___ FRAGMENTO CITADO ___

El agua que yo le dé se convertirá en él en manantial
de agua viva, que brota para comunicar vida eterna. Se nos habla aquí de un
nuevo género de agua, un agua viva y que brota; pero que brota sólo sobre los
que son dignos de ella. Mas, ¿por qué el Señor da el nombre de agua a la gracia
del Espíritu? Porque el agua es condición necesaria para la pervivencia de
todas las cosas, porque el agua es el origen de las plantas y de los seres
vivos, porque el agua de la lluvia baja del cielo, porque, deslizándose en su
curso siempre igual, produce efectos diferentes. Diversa es, en efecto, su
virtualidad en una palmera o en una vid, aunque en todos es ella quien lo hace
todo; ella es siempre la misma, en cualquiera de sus manifestaciones, pues la
lluvia, aunque cae siempre del mismo modo, se acomoda a la estructura de los
seres que la reciben, dando a cada uno de ellos lo que necesitan.
De manera semejante, el Espíritu Santo, siendo uno
solo y siempre el mismo e indivisible, reparte a cada uno sus gracias según su
beneplácito. Y, del mismo modo que el árbol seco, al recibir el agua, germina,
así también el alma pecadora, al recibir del Espíritu Santo el don del
arrepentimiento, produce frutos de justicia. Siendo él, pues, siempre igual y
el mismo, produce diversos efectos, según el beneplácito de Dios y en el nombre
de Cristo.

___ REGISTROS ENUMERADOS ___

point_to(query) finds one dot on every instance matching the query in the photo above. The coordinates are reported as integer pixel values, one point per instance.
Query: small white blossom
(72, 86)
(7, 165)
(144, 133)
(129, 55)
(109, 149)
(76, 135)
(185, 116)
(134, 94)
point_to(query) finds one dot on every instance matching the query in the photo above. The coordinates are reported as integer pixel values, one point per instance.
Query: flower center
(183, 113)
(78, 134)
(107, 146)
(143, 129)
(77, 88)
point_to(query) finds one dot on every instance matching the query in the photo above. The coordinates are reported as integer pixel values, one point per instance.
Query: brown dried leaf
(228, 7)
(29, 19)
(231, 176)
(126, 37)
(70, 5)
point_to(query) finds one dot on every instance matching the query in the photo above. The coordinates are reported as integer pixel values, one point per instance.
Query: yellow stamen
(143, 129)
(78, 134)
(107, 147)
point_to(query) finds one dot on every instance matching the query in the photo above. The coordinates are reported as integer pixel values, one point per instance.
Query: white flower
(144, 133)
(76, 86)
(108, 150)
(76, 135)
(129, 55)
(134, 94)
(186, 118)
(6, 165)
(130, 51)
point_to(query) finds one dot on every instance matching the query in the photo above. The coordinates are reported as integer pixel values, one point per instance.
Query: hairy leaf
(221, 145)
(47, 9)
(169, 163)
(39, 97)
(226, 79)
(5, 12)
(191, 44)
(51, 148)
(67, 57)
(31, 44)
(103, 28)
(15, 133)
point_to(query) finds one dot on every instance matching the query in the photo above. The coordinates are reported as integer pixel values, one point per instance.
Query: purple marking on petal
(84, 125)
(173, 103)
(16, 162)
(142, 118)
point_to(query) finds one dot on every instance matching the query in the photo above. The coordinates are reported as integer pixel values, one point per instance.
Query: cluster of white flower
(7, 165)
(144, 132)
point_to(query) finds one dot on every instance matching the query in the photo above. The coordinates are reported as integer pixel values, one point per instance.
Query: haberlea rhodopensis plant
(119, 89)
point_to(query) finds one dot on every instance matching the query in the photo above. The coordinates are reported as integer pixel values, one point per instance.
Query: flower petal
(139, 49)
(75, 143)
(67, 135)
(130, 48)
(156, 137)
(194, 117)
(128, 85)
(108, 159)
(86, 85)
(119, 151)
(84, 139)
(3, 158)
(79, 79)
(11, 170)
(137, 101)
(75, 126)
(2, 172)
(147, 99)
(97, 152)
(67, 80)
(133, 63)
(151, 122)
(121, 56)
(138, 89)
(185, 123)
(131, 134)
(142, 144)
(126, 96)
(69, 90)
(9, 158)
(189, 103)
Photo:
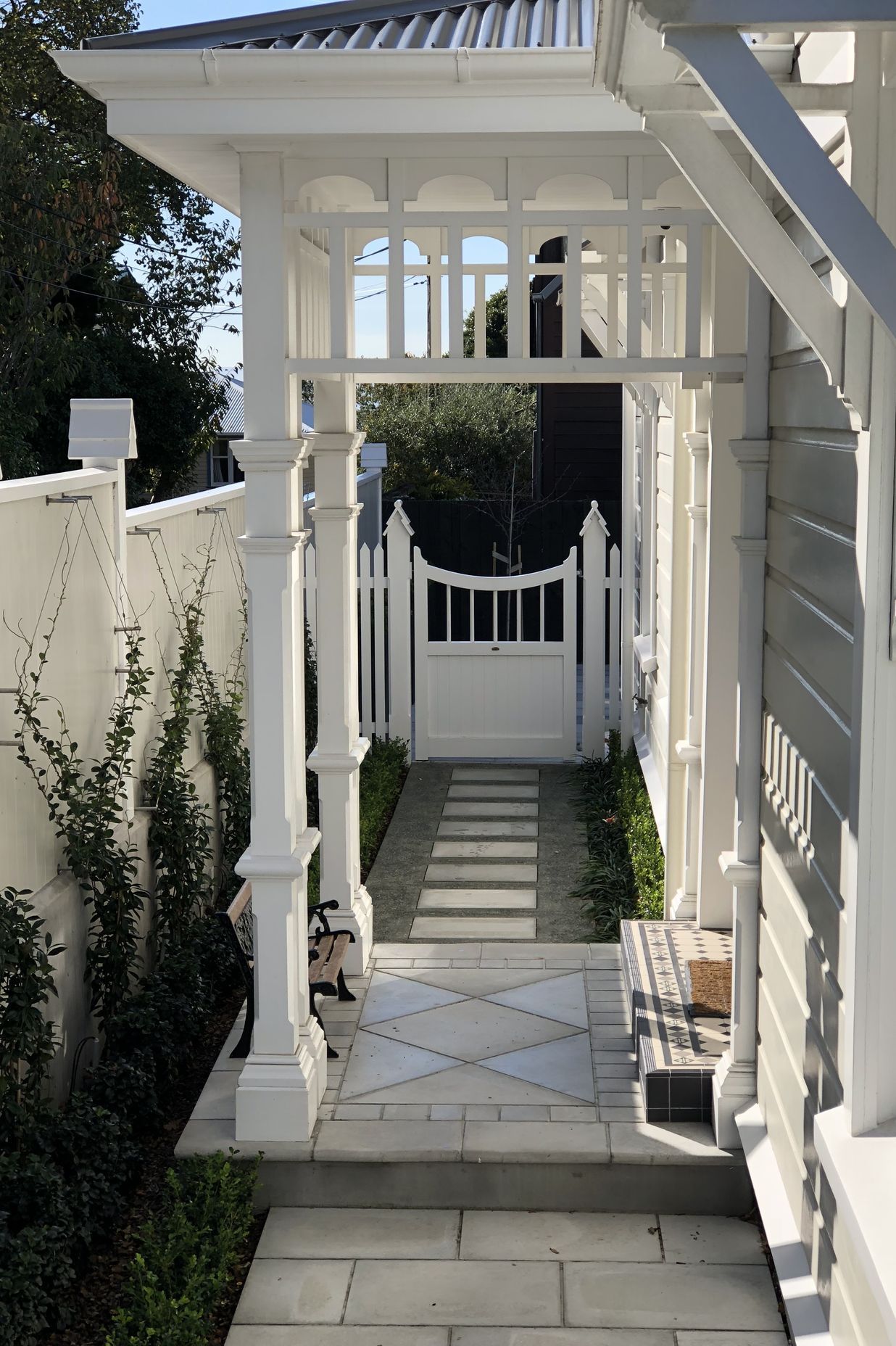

___

# [EJERCICIOS]
• a. Según el pasaje sobre el agua viva, ¿qué produce el alma pecadora al recibir del Espíritu Santo el don del arrepentimiento?
• b. Reescribe el pasaje sobre el agua viva desde "El agua que" hasta "lo que necesitan.", sustituyendo "palmera" por "higuera".
• c. Prolonga el pasaje sobre el agua viva con unas cuantas oraciones que sigan a su última frase.
Las entradas no desempeñan ningún papel en este ejercicio.

# [SOLUCIONES POR EJERCICIO]
• a. Produce frutos de justicia.

• b.
El agua que yo le dé se convertirá en él en manantial
de agua viva, que brota para comunicar vida eterna. Se nos habla aquí de un
nuevo género de agua, un agua viva y que brota; pero que brota sólo sobre los
que son dignos de ella. Mas, ¿por qué el Señor da el nombre de agua a la gracia
del Espíritu? Porque el agua es condición necesaria para la pervivencia de
todas las cosas, porque el agua es el origen de las plantas y de los seres
vivos, porque el agua de la lluvia baja del cielo, porque, deslizándose en su
curso siempre igual, produce efectos diferentes. Diversa es, en efecto, su
virtualidad en una higuera o en una vid, aunque en todos es ella quien lo hace
todo; ella es siempre la misma, en cualquiera de sus manifestaciones, pues la
lluvia, aunque cae siempre del mismo modo, se acomoda a la estructura de los
seres que la reciben, dando a cada uno de ellos lo que necesitan.

• c.
En efecto, se sirve de la lengua de uno para comunicar
la sabiduría; a otro le ilumina la mente con el don de profecía; a éste le da
el poder de ahuyentar los demonios; a aquél le concede el don de interpretar
las Escrituras. A uno lo confirma en la temperancia; a otro lo instruye en lo
pertinente a la misericordia; a éste le enseña a ayunar y a soportar el
esfuerzo de la vida ascética; a aquél a despreciar las cosas corporales; a otro
más lo hace apto para el martirio. Así, se manifiesta diverso en cada uno,
permaneciendo él siempre igual en sí mismo, tal como está escrito: A cada uno
se le otorga la manifestación del Espíritu Santo para común utilidad.
Su actuación en el alma es suave y apacible, su
experiencia es agradable y placentera y su yugo es levísimo. Su venida va
precedida de los rayos brillantes de su luz y de su ciencia. Viene con la
bondad de genuino protector; pues viene a salvar, a curar, a enseñar, a
aconsejar, a fortalecer, a consolar, a iluminar, en primer lugar, la mente del
que lo recibe y, después, por las obras de éste, la mente de los demás.
Y, del mismo modo que el que se hallaba en tinieblas,
al salir el sol, recibe su luz en los ojos del cuerpo y contempla con toda
claridad lo que antes no veía, así también al que es hallado digno del don del
Espíritu Santo se le ilumina el alma y, levantando por encima de su razón
natural, ve lo que antes ignoraba.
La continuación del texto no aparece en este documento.